------ DATA SUPPLIED
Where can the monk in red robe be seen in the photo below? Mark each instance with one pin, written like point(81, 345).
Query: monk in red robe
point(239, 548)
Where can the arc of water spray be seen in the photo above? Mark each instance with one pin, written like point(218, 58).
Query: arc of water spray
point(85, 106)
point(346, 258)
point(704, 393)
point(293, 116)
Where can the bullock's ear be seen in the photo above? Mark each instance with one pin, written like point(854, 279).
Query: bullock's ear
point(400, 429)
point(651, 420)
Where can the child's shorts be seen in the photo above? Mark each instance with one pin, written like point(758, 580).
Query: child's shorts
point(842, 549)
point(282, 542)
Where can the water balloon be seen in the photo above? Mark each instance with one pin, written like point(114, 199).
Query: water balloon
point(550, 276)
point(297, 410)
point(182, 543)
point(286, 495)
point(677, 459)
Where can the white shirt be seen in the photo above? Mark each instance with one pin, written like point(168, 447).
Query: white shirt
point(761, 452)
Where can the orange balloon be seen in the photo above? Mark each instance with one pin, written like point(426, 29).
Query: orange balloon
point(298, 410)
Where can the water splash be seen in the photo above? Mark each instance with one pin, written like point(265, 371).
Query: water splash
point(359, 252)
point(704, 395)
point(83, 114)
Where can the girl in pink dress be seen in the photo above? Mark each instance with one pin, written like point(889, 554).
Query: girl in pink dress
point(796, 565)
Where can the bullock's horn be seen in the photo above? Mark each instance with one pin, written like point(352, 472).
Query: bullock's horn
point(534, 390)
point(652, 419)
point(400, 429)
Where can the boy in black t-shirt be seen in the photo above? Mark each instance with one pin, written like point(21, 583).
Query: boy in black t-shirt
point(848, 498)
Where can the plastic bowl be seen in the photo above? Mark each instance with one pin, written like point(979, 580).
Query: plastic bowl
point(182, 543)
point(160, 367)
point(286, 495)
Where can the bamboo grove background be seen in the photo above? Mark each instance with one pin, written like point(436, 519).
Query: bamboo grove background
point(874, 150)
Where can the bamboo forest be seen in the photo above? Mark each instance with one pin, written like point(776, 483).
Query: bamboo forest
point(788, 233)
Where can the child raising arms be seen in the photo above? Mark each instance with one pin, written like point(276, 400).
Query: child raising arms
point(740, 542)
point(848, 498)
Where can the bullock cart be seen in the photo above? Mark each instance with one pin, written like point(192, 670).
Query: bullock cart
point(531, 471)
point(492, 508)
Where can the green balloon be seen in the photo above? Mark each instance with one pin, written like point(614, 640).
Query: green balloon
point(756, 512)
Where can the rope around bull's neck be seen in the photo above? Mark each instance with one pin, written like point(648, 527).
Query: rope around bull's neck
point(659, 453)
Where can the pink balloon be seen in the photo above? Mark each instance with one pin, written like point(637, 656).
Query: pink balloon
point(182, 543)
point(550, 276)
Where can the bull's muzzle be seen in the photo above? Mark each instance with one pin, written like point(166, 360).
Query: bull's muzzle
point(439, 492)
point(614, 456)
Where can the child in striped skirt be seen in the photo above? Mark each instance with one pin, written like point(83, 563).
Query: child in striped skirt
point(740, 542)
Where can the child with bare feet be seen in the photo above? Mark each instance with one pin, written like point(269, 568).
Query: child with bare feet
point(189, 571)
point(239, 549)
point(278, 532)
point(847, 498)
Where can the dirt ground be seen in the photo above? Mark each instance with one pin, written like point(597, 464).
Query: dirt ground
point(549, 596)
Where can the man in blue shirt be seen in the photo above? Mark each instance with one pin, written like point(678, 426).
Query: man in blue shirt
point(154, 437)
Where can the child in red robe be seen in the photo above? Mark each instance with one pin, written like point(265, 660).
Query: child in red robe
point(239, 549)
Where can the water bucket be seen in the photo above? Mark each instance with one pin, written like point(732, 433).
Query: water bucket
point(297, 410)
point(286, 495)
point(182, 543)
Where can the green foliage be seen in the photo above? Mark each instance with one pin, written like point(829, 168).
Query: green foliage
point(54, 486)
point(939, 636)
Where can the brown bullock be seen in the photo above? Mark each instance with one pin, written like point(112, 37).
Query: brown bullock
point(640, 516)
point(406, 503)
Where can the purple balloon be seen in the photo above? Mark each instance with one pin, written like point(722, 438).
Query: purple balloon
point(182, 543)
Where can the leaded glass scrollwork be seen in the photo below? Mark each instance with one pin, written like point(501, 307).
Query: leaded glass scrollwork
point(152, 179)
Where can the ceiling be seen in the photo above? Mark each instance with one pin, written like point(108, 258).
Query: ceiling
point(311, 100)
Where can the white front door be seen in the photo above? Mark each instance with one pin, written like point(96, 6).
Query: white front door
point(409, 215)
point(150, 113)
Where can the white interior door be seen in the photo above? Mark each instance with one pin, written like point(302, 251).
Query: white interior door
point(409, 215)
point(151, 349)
------------
Copy the records above verbatim, from the line with "Where can the water balloon" to the line with "point(761, 452)", both included.

▸ THE OUTPUT
Where can the water balloon be seen in the photo above? Mark each instance with one pin, written like point(114, 199).
Query: water balloon
point(550, 276)
point(297, 410)
point(182, 543)
point(286, 495)
point(677, 459)
Where can the white shirt be seen in the photo above? Mark each instance with one pin, written like point(168, 447).
Query: white shirt
point(761, 452)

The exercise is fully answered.